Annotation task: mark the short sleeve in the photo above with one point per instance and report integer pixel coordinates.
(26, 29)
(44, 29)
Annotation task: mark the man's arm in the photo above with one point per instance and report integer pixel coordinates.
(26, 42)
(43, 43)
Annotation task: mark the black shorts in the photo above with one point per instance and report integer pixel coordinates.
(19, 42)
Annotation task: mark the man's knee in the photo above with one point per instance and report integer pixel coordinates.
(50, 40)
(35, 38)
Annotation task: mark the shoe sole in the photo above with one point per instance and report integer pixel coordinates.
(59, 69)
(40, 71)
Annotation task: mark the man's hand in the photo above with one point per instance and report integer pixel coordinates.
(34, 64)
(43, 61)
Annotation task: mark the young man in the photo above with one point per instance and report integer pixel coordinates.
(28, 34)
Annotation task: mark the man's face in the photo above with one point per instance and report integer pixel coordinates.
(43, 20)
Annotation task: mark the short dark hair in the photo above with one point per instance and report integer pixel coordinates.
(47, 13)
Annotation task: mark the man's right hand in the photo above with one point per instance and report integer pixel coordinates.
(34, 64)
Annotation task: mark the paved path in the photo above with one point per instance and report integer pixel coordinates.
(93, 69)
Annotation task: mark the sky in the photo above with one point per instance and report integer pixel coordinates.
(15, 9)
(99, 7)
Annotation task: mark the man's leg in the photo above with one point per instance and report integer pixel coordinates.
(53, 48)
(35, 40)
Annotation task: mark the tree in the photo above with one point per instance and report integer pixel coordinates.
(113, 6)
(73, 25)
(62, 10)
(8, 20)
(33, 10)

════════

• **WORK TO DO**:
Reproduce all of the items above, replacing "one point per instance" with "a single point for each instance" wherever it occurs and keeping everything else the same.

• **SOLUTION TO THIS EXERCISE**:
Annotation task: mark the short sleeve in the photo above with a single point for each instance and report integer pixel coordinates.
(26, 29)
(44, 29)
Annotation task: mark the man's arm in the photo above with a single point for each instance and report integer pixel coordinates.
(26, 42)
(43, 43)
Annotation task: mark the black shorts in the photo above with a single point for each instance and report integer pixel coordinates.
(19, 42)
Annotation task: mark the man's knee in the photo above with a single point for each instance and report integer pixel coordinates.
(50, 40)
(35, 38)
Annotation task: mark the shoe sole in the photo above with a single point for each instance and report integer pixel coordinates.
(59, 69)
(40, 71)
Annotation task: mark the man's hand in the photo above with a single point for each instance and report integer pixel coordinates.
(34, 64)
(43, 61)
Annotation task: mark the young man in the photo above with a single point for each instance and report integer pixel coordinates.
(28, 34)
Annotation task: mark the man's face in the photo above with a single point for each instance and report integer pixel coordinates.
(43, 20)
Annotation task: mark the short dark hair in the photo above with a single point for each instance and report integer pixel coordinates.
(47, 13)
Annotation task: mark the man's right hand in the photo above with a single point for each instance and report integer pixel coordinates.
(34, 64)
Annotation task: mark the paved path in the photo above with a single point for each instance and report integer pixel coordinates.
(93, 69)
Annotation task: mark the sky in the photo above with a single point for each instance and report integer pixel coordinates.
(15, 9)
(99, 7)
Annotation task: mark the man's leg in the photo above with a single point for each instance and report integer pixel coordinates.
(53, 48)
(35, 40)
Annotation task: mark the tree in the photo above with a single point for each instance and report integer pixel coordinates.
(113, 6)
(73, 25)
(62, 10)
(8, 20)
(33, 10)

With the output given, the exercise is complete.